* **ABOUT THIS TASK**:
I would like each line of the data that holds the word "grass" copied out.

[Data items]
····················

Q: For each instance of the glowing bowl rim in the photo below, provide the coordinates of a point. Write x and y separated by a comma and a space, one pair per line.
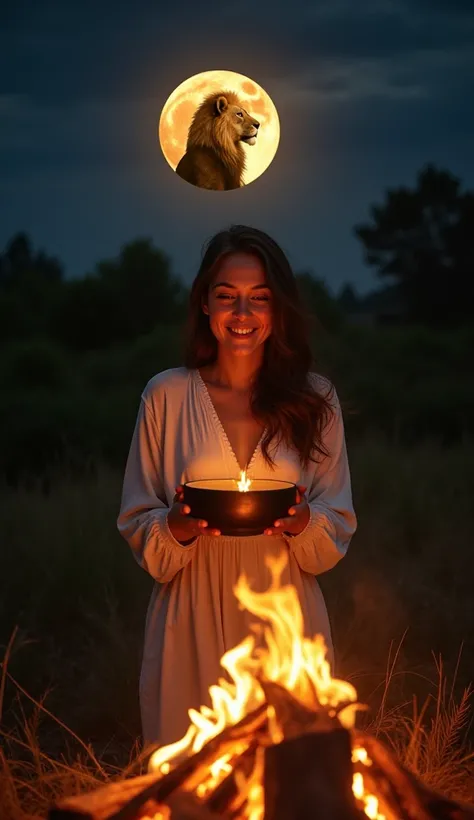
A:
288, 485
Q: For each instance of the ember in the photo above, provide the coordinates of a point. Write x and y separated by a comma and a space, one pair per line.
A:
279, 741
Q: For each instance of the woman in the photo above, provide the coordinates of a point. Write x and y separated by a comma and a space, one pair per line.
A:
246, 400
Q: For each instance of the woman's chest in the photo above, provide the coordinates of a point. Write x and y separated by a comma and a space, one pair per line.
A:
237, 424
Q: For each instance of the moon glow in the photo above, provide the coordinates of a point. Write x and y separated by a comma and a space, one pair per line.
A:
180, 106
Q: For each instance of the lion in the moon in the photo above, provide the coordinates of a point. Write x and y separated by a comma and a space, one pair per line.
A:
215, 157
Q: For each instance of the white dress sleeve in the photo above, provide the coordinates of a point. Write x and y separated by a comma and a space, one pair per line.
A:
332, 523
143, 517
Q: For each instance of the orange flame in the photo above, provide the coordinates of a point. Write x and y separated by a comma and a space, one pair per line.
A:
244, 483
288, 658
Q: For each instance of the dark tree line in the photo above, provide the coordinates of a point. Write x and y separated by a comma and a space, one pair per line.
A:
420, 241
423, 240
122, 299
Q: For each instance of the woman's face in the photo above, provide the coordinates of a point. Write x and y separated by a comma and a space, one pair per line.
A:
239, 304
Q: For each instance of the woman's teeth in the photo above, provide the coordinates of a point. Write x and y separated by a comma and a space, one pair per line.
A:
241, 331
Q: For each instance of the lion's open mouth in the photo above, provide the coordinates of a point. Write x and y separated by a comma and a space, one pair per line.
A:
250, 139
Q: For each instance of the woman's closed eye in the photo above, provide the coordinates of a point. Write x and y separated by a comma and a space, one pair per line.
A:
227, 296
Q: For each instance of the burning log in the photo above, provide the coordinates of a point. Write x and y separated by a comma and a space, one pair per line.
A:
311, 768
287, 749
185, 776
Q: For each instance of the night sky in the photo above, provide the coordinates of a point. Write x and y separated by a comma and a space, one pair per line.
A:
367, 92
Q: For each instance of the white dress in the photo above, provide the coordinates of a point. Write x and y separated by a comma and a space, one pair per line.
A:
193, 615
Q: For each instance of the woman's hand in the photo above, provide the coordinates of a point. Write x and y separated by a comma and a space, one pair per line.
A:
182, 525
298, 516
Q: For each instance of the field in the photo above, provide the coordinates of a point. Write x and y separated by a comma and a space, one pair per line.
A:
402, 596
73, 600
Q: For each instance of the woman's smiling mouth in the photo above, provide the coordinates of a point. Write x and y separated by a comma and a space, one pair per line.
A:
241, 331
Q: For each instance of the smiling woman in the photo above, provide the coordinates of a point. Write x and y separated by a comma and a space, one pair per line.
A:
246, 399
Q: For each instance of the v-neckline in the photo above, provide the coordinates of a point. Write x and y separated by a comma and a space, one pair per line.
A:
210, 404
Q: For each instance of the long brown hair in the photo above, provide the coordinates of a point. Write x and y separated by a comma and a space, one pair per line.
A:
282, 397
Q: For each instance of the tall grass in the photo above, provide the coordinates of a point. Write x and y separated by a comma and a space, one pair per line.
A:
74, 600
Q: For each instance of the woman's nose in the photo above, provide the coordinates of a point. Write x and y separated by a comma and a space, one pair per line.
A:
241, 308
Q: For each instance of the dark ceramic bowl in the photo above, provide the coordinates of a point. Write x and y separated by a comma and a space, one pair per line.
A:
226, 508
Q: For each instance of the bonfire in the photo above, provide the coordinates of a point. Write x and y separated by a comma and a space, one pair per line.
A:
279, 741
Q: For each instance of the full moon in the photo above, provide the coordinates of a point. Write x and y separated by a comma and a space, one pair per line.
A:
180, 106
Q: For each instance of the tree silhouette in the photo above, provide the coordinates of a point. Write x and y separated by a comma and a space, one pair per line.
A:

····················

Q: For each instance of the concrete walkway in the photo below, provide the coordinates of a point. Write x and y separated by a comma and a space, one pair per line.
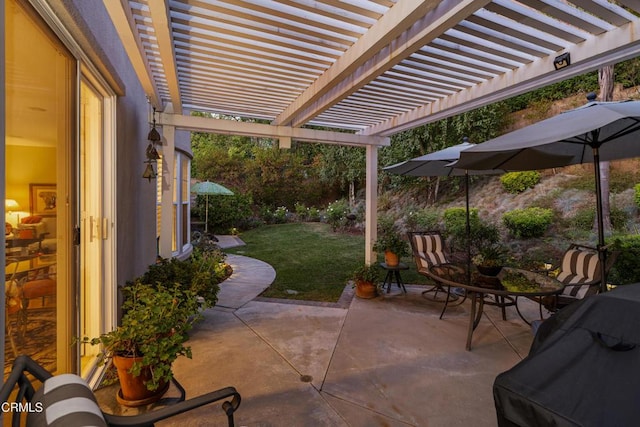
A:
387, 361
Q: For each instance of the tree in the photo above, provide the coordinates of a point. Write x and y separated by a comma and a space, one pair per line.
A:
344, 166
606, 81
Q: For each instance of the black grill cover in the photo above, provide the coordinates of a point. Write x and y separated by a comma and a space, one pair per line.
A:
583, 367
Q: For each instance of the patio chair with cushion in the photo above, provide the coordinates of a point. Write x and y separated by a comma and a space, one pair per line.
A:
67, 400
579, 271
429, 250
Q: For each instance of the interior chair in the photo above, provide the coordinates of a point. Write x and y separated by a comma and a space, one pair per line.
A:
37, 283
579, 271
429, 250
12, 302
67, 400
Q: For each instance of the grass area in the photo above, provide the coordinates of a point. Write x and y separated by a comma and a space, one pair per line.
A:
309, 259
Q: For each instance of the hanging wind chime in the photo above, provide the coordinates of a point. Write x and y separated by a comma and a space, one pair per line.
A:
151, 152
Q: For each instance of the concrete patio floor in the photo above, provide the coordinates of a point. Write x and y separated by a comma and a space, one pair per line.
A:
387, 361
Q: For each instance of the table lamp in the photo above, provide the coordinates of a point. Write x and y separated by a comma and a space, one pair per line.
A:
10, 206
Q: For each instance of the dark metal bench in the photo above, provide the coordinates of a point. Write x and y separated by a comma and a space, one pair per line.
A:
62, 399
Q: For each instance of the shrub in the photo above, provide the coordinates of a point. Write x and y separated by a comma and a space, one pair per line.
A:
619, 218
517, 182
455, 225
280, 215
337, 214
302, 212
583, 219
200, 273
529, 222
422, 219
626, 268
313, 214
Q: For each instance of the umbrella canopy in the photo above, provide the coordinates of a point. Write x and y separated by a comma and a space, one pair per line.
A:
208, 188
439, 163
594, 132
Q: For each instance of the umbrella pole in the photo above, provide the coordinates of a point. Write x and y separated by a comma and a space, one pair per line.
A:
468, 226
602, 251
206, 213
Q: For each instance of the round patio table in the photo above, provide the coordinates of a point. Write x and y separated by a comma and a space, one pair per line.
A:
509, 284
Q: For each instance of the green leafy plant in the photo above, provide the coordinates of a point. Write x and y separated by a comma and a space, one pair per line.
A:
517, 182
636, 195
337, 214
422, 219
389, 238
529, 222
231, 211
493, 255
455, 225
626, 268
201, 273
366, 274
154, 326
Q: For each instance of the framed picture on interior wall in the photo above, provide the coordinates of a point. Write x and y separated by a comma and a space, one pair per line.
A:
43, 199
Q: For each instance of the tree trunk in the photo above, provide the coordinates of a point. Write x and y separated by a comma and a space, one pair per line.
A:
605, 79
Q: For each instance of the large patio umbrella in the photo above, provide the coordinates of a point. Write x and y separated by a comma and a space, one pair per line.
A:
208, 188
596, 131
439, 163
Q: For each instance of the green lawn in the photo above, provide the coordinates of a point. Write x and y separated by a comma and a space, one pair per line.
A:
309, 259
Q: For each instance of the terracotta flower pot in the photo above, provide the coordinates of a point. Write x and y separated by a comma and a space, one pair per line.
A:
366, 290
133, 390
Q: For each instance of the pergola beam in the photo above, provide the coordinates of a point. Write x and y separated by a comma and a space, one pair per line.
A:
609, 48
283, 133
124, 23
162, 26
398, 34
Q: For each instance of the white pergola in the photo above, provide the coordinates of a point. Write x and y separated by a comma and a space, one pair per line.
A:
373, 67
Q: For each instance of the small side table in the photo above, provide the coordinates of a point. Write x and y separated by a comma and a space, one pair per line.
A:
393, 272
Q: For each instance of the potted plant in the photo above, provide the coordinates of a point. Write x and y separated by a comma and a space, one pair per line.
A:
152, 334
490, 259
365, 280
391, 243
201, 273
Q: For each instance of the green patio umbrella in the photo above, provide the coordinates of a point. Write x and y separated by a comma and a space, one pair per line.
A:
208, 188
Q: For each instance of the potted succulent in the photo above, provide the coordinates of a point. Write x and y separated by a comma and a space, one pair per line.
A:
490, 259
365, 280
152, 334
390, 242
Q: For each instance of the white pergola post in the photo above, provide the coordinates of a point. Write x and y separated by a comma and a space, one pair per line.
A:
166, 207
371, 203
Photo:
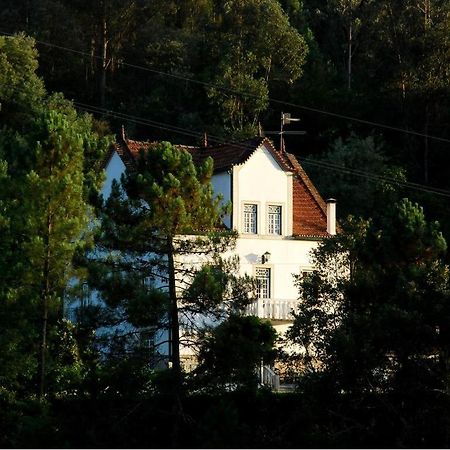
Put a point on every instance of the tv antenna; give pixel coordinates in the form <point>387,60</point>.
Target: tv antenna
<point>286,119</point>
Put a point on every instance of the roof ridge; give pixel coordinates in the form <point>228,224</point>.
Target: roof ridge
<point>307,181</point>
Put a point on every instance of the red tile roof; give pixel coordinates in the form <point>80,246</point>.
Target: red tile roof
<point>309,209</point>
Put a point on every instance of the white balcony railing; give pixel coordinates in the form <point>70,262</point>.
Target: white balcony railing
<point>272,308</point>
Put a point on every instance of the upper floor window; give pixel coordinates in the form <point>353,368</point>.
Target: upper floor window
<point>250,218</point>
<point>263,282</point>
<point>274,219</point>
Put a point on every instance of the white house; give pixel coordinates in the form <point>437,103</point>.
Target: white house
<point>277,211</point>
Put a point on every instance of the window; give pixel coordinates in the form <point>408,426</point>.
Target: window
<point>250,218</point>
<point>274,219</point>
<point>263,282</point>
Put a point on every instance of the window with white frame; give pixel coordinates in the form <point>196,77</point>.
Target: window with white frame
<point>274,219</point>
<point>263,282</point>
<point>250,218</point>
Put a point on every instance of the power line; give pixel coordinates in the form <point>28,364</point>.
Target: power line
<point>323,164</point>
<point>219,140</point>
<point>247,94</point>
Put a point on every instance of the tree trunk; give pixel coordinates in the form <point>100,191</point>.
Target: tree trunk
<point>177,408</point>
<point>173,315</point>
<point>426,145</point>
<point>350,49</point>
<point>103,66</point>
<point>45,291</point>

····················

* **FINISHED TASK**:
Q: For each instance of the tall grass in the photo above, provide the coordinates of a point. Write x and y separated by a comma and a space, one pair per line.
Q: For each instance of the grass area in the photo above, provide the coordinates of a point. Write x and y separated by a comma and a space, one pair per line.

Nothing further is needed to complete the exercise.